EXERCÍCIO ESCRITO
Responda com base no trecho sobre "Me Chame Pelo Seu Nome":
(a) Quais dois filmes relativamente recentes o trecho cita como outros fenômenos culturais vindos do circuito de festivais?
(b) Como a crítica da "Rolling Stone" classificou o filme?
(c) Quem aparece sentada ao lado de Elio no pôster que gerou reação no Twitter?
##### TRECHO SELECIONADO
Como dois outros filmes relativamente recentes que emergiram do circuito de festivais para se tornarem fenômenos culturais — "Brokeback Mountain" (2005) e "Moonlight" (2016) — "Me Chame Pelo Seu Nome" está sendo descrito pela imprensa não como um filme queer, mas como um romance universal. De acordo com a crítica da "Rolling Stone", que o classificou como o filme mais sexy do ano, as emoções evocadas por "Me Chame Pelo Seu Nome" "dizem respeito a todos nós, independente da orientação sexual, quando somos atingidos em cheio por essa coisa chamada de amor."

Alguns críticos afirmam que o filme deve seu nível de aceitação a certa dose de respeitabilidade sexual, por evitar cenas explícitas de relações físicas homossexuais, algo especialmente notável quando se leva em conta a intensidade gráfica das cenas de sexo nos trabalhos anteriores de Guadagnino. Um pôster que figura Elio, o personagem de Timothée Chalamet, sentado ao lado de uma amiga com quem ele tem um namoro curto no filme, gerou uma reação no Twitter, em que o usuário acusa os produtores de tentarem vender o filme como um romance hétero. O próprio Guadagnino sugeriu que as identidades sexuais dos personagens são fluidas e não podem ser facilmente definidas. ("Eu não acredito que Elio irá necessariamente se tornar gay", disse. "Ele ainda não se encontrou.") Muitos celebraram essa fluidez como uma indicação de aceitação bissexual.
##########
##### DADOS FORNECIDOS
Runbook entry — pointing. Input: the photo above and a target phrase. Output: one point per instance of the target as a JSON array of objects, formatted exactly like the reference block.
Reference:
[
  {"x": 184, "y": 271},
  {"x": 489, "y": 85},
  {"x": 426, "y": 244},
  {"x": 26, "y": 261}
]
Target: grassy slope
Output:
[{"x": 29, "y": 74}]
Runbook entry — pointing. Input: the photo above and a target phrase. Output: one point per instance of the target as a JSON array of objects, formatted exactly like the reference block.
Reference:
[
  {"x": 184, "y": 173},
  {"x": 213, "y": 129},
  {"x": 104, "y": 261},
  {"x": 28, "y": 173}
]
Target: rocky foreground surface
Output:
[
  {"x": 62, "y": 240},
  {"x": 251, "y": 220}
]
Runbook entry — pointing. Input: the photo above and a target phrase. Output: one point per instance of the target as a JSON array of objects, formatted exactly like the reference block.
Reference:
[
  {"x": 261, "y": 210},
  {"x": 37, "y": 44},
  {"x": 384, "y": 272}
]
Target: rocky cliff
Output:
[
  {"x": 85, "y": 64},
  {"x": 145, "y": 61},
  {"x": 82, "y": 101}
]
##########
TAREFA CONCLUÍDA
(a) "Brokeback Mountain" (2005) e "Moonlight" (2016).
(b) Como o filme mais sexy do ano.
(c) Uma amiga com quem ele tem um namoro curto no filme.